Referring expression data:
========

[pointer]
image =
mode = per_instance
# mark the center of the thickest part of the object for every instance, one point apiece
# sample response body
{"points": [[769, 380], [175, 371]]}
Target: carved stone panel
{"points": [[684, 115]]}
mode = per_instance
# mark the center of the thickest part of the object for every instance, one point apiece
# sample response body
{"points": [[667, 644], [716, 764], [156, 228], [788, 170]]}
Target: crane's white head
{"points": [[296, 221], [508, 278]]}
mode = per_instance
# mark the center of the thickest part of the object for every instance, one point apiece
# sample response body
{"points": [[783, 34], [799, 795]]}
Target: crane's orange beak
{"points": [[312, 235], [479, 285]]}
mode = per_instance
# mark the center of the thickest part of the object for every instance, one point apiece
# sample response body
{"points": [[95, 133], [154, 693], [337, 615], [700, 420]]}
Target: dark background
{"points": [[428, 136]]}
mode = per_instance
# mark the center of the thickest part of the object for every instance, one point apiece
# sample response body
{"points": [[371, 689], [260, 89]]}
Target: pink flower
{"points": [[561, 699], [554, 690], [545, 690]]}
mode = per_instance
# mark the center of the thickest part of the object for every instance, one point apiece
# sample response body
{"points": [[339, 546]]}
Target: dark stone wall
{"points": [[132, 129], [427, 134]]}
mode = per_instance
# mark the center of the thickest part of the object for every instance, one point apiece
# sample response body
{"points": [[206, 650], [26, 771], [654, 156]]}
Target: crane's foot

========

### TASK PROMPT
A reply that repeats all the data exactly is required.

### SOLUTION TO THIS PROBLEM
[pointer]
image =
mode = per_instance
# mark the center of the thickest part of the object for every instance, one point apiece
# sample response body
{"points": [[769, 380], [175, 371]]}
Target: carved stone panel
{"points": [[684, 115]]}
mode = per_instance
# mark the center of the thickest part of the object for every instance, one point apiece
# sample response body
{"points": [[667, 644], [716, 764], [156, 228], [788, 170]]}
Target: crane's white head
{"points": [[296, 221], [508, 278]]}
mode = per_instance
# mark the center of the thickest part of the object for every instance, one point apiece
# sample response body
{"points": [[783, 34], [799, 795]]}
Target: crane's orange beak
{"points": [[312, 235], [479, 285]]}
mode = per_instance
# mark the center of the thickest part of the object for every instance, one point apiece
# sample response body
{"points": [[95, 133], [154, 693], [337, 615], [700, 420]]}
Target: dark background
{"points": [[428, 136]]}
mode = per_instance
# mark the center of the thickest part of the object for every instance, one point apiece
# sample response body
{"points": [[371, 689], [260, 89]]}
Target: pink flower
{"points": [[561, 699], [554, 690], [545, 690]]}
mode = per_instance
# mark the center of the thickest part of the object for every instance, one point apiece
# sample response body
{"points": [[339, 546]]}
Target: dark stone wall
{"points": [[132, 129], [427, 134]]}
mode = per_instance
# mark the center of the thickest part of the object for every instance, one point apiece
# sample response body
{"points": [[206, 650], [26, 771], [654, 156]]}
Target: crane's foot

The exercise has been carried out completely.